LISTA DE TAREFAS
1. Você pode reproduzir fielmente o trecho do texto sobre vieses cognitivos que vai de "Por exemplo, a" até "cinco vezes mais."?
2. Pode dar prosseguimento ao texto sobre vieses cognitivos a partir do ponto em que ele termina?

TEXTO SELECIONADO
Vieses cognitivos são as tendências de pensar de certas maneiras que podem levar a desvios sistemáticos de lógica e a decisões irracionais, frequentemente estudadas em psicologia e economia comportamental. – Wikipedia

Pesquisar vieses cognitivos é um de meus hobbies estranhos. As tendências biológicas e construídas de raciocínio, ou as falácias lógicas que absorvemos com o tempo, mostram como nosso pensamento é dinâmico, orgânico e imperfeito. Mostramos aqui como a imparcialidade é inalcançável para um indivíduo, mas é hora de ir além.

Encontrei no Medium esse texto de Buster Benson: a lista maceteada dos vieses cognitivos. Com a autorização do autor, segui para traduzir o texto e montar uma versão brasileira desse guia. O problema é que o assunto está beeeeem à frente por lá.

Por exemplo, a página “lista de vieses cognitivos“, na Wikipedia em Português, contém 37 classificações de vieses. Já a página “list of cognitive biases“, da Wikipedia em Inglês, contém 179 classificações. Quase cinco vezes mais.

O que impressiona no trabalho de Benson é o esforço em dissecar 175 classificações em grupos (número que havia na lista em inglês, na época do texto original), criando um guia que facilite qualquer pessoa curiosa a entender melhor o universo do assunto, nossos grandes desvios de raciocínio e suas razões de existência – spoiler: eles são necessários muitas vezes, por isso usei “desvios” ao invés de “falhas”.

Já o meu desafio se tornou a produção de uma forma palatável de apresentar tantos vieses cognitivos, em uma cultura que, na literatura leiga (onde me incluo), sequer consegue classificar todos. Portanto, abaixo você lerá o texto de Benson. Depois, espero encontrar uma forma de abordar os grupos de vieses de maneira mais detalhada e organizada, e conto com você.


Tirinha - Pesquisa no Google

Fonte: http://chainsawsuit.com/comic/archive/2014/09/16/on-research/

Escutei a retórica de ambos os lados… Hora de fazer minha própria pesquisa sobre a verdade “verdadeira”

“Literalmente o primeiro link que concorda com o que já acredito”

… Bingo.

Passei muitos anos referenciando a lista de vieses cognitivos da Wikipedia, sempre que tinha um palpite de que um certo tipo de pensamento é um viés oficial, mas não consigo lembrar o nome ou os detalhes. Tem sido uma referência de valor imensurável para me ajudar a identificar as falhas escondidas em meu próprio pensar. Nada com que cruzei o caminho parece ser tão compreensível e sucinto.

DADOS ARMAZENADOS

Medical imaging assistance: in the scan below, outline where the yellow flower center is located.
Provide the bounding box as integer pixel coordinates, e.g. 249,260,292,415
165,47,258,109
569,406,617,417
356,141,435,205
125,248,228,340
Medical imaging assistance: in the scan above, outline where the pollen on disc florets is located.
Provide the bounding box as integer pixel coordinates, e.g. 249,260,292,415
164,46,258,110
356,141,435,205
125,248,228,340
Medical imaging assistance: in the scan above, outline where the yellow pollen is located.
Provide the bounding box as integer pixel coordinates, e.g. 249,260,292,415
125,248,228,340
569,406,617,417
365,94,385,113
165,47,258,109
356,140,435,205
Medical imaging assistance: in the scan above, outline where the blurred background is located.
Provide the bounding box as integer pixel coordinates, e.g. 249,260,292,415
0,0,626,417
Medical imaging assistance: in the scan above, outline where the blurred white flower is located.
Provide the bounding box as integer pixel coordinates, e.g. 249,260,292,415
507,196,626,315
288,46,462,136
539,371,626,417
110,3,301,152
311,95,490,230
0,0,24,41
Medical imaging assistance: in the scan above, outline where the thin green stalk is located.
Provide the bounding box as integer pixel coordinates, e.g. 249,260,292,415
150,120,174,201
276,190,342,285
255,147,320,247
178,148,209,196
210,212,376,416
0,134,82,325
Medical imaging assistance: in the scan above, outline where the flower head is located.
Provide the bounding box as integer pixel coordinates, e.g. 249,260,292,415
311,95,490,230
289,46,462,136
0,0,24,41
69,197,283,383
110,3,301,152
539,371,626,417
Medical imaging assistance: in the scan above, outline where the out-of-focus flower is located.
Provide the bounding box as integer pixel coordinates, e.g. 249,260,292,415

RESULTADOS POR TAREFA
1.
Por exemplo, a página “lista de vieses cognitivos“, na Wikipedia em Português, contém 37 classificações de vieses. Já a página “list of cognitive biases“, da Wikipedia em Inglês, contém 179 classificações. Quase cinco vezes mais.

2.
Contudo, honestamente, a página da Wikipedia é um emaranhado um tanto bagunçado. Apesar de tentar absorver as informações dessa página através dos anos, muito pouco dela parece grudar na memória. Frequentemente a escaneio e sinto que não sou capaz de encontrar o viés que estou procurando, e então rapidamente esqueço o que aprendi. Acho que isso tem relação com a maneira com que a organização da página evoluiu ao londo dos anos. Hoje, ela agrupa 175 vieses em categorias vagas (vieses de tomada de decisão, vieses sociais, erros de memória, etc) que não sinto serem mutuamente exclusivas, e então lista os vieses alfabeticamente dentro das categorias. Há muitas duplicatas e muitos vieses semelhantes com nomes diferentes, espalhados aleatoriamente.

Tirei um tempo das últimas quatro semanas (estou em licença-paternidade) para tentar absorver e entender a lista mais profundamente, e tentar criar uma estrutura de organização mais simples e clara para pendurar esses vieses. Ler atentamente sobre vários vieses deu a meu cérebro algo para refletir enquanto eu ninava o pequeno Louie.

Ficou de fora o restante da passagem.